-- START SUPPLIED TEXT --
Hi,
1. The n_jobs parameter controls the number of physical processes started in
parallel. It should be set depending on the
number of cpu cores available on your machine, independent of the type of or
size of the CV search you are trying to
run. On a typical desktop machine with four cores this might be n_jobs = 4.
2. n_jobs should really only be set in one of those places. If you were to set
(for example) n_jobs = 4 in CV and RandomForest,
you would end up with 16 distinct processes competing for a much smaller
number of physical cores, potentially making it
slower rather than faster as all of the processes compete with each other.
Hope this helps,
Sam
________________________________
From: Sheila the angel <[email protected]>
Sent: Thursday, 21 August 2014 8:32 PM
To: [email protected]
Subject: [Scikit-learn-general] optimal n_jobs in GridSearchCV
Hi,
Using GridSearchCV, I am trying to optimize two parameters values.
-- END SUPPLIED TEXT --
-- START GIVEN INFORMATION --
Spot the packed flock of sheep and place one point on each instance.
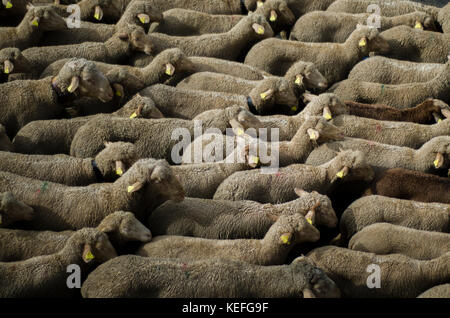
-- END GIVEN INFORMATION --
■ **PARTS OF THE EXERCISE**:
1. In the GridSearchCV email text above, rewrite the paragraph that begins "1. The n_jobs parameter controls" more briefly, keeping its main facts.
2. Carry the GridSearchCV email thread forward from its last line.

■ **TASK-BY-TASK ANSWERS**:
1. n_jobs sets how many physical processes run in parallel. Choose it by the number of CPU cores on your machine, not by the type or size of the CV search. On a typical four-core desktop, this might be n_jobs = 4.

2.
In total, I have 8 parameter combinations and doing 4 fold cross validation.
I want to run it in parallel environment.
My questions are:
1. What should be the n_jobs value, 8 or (8*4=) 32 ?
(I know I can specify n_jobs=-1 but due to some technical reasons, I want to
know how many jobs GridSearchCV will start.)
2. If I use the classifier such as RandomForestClassifier where 'n_jobs' can be
specified, will it make any difference if I specify "n_jobs" at the classifier
level also-
>>>clf = RandomForestClassifier(n_jobs=-1)
>>>grid_search = GridSearchCV(clf, param_grid, n_jobs = -1)
Will this be faster compare to GridSearchCV(RandomForestClassifier() ) ?
Thanks
--
Sheila
------------------------------------------------------------------------------
Slashdot TV.
Video for Nerds. Stuff that matters.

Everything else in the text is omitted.